— Given problem —
Report every line below that contains the string "face", copying each such line in full. Treat the match as case-sensitive.

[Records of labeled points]

## BEGIN

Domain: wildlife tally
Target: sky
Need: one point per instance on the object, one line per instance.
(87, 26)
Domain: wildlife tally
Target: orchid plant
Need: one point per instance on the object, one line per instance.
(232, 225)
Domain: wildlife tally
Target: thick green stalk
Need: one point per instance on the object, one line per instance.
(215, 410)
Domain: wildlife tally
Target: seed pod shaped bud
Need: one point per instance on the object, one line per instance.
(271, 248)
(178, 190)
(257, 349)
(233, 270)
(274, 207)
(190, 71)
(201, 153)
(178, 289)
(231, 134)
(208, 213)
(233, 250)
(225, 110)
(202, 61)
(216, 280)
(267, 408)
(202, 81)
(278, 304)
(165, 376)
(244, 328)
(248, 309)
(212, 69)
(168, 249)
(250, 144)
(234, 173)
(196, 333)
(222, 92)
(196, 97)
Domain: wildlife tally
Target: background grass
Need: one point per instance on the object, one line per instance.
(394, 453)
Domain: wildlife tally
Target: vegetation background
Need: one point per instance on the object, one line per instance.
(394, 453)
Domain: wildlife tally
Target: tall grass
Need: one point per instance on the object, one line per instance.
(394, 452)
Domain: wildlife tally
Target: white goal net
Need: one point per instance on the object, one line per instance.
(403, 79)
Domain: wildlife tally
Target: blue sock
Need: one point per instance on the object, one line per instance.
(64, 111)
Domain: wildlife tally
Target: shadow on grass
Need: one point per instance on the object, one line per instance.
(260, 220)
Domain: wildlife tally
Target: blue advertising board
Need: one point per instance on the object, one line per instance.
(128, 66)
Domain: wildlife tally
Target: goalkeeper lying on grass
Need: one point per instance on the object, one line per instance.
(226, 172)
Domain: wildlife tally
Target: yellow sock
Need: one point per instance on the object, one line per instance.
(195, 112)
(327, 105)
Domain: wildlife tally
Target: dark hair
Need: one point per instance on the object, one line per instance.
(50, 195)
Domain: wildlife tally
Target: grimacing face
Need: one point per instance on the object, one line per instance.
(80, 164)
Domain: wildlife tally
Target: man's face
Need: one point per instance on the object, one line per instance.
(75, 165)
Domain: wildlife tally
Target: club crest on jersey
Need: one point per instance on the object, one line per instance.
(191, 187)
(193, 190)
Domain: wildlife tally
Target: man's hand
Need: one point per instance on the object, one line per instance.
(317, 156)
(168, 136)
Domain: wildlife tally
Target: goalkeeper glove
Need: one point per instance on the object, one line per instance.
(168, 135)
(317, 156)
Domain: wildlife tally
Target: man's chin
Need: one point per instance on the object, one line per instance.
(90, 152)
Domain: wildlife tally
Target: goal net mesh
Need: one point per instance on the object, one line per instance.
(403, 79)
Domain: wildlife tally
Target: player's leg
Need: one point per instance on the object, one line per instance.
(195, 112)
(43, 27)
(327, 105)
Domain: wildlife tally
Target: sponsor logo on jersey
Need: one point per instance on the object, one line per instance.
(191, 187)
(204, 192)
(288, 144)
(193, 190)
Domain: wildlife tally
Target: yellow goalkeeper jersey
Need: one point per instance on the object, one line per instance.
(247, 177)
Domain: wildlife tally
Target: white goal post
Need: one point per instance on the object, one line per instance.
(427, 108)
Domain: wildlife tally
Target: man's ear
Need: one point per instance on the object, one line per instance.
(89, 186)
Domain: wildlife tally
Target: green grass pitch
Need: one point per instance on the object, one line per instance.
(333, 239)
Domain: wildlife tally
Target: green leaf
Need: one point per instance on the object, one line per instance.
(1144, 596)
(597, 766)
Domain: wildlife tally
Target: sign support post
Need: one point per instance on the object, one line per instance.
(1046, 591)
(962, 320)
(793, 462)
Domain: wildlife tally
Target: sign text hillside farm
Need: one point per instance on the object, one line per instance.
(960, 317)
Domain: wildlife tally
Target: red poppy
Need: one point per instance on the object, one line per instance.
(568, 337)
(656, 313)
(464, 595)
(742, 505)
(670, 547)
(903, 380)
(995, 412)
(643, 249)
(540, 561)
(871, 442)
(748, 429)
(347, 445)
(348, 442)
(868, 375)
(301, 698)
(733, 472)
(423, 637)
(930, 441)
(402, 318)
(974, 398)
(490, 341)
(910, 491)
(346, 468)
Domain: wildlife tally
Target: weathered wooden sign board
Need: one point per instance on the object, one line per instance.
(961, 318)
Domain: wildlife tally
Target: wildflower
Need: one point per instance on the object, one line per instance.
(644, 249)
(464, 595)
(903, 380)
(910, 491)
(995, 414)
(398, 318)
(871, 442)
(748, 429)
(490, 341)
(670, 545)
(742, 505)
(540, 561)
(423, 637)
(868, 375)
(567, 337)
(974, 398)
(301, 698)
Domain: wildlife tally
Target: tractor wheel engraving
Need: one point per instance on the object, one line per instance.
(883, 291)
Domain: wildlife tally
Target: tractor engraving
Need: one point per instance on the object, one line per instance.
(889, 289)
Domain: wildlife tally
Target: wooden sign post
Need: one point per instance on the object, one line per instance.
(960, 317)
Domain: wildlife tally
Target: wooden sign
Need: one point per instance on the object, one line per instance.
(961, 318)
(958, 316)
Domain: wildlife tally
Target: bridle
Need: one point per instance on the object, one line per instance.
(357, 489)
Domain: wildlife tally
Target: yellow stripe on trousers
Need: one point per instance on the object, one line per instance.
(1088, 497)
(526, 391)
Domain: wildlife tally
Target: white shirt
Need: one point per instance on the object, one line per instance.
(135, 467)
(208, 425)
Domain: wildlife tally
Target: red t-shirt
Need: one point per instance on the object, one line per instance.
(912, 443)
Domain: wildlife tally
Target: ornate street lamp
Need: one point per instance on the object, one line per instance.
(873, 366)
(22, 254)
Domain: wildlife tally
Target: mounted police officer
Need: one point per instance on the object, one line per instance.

## END

— Solution to this task —
Target: grimacing face
Target: man's face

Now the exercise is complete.